- _Exercise_
Render all of the data below as a JSON list of strings, with one string for each line and blank lines omitted. Leave the pictures out.

- _Input rows_
╔══
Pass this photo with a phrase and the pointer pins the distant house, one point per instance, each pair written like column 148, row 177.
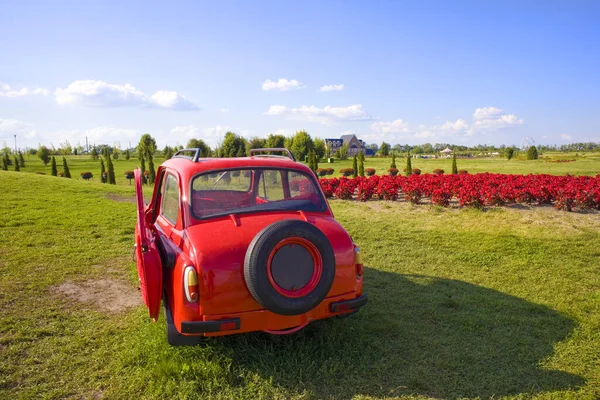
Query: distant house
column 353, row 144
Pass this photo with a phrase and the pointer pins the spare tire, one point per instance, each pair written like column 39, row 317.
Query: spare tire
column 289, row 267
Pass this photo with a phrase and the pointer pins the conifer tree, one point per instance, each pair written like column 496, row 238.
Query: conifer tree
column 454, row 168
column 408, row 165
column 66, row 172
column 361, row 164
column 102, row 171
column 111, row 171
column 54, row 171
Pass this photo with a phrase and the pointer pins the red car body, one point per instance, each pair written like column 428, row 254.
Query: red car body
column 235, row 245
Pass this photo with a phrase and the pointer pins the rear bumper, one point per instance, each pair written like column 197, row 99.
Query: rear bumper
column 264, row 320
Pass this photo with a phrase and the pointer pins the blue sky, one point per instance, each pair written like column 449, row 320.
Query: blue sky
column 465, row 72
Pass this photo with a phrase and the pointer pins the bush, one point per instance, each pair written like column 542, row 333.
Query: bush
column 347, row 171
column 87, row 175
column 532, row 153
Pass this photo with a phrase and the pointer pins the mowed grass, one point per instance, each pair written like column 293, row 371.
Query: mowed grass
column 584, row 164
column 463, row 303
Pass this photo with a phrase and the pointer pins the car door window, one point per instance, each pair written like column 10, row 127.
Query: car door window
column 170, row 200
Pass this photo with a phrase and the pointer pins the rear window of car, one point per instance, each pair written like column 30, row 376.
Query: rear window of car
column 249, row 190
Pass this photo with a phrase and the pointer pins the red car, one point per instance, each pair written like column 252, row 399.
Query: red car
╚══
- _Worked solution_
[
  "Pass this photo with a phrase and the pointer pins the distant house, one point per instance, each pair written like column 148, row 177.",
  "Query: distant house",
  "column 353, row 144",
  "Pass this photo with a phrase and the pointer pins the spare tire, one point per instance, each pair written like column 39, row 317.",
  "Query: spare tire",
  "column 289, row 267",
  "Pass this photo with a phrase and the pointer pins the conifer tree, one point per instance, each pair written like column 496, row 238.",
  "Query: conifer tree",
  "column 454, row 168",
  "column 408, row 165",
  "column 66, row 172",
  "column 361, row 164",
  "column 102, row 171",
  "column 111, row 171",
  "column 54, row 171",
  "Pass this photo with a phrase and the pointer pins the red car body, one point per instance, each pair written like column 428, row 254.",
  "Query: red car body",
  "column 235, row 245",
  "Pass this photo with a phrase and the pointer pins the rear bumper, one point per instance, each pair written like column 197, row 99.",
  "Query: rear bumper",
  "column 264, row 320",
  "Pass this photo with a phrase and the pointer pins the blue sky, one point per instance, each pair written like column 449, row 320.",
  "Query: blue sky",
  "column 465, row 72",
  "Pass this photo with a phrase and the pointer pins the bush, one point per instance, each pair written like column 542, row 333.",
  "Query: bush",
  "column 347, row 171",
  "column 87, row 175",
  "column 532, row 153",
  "Pass this photo with a phrase and the pointer pins the mowed grass, one point per instance, each pair written like column 293, row 371.",
  "Query: mowed grass",
  "column 584, row 164",
  "column 463, row 303",
  "Pass this photo with a phrase and the pointer pins the car door window, one point per instance, each pair written like column 10, row 127.",
  "Query: car door window",
  "column 170, row 200",
  "Pass this photo with a phrase and the pointer pins the rear window of car, one point per instance, each pair written like column 30, row 376.",
  "Query: rear window of car",
  "column 249, row 190",
  "Pass this photo with a phrase and the pointer pins the red car, one point per instance, each pair written like column 252, row 399.",
  "Query: red car"
]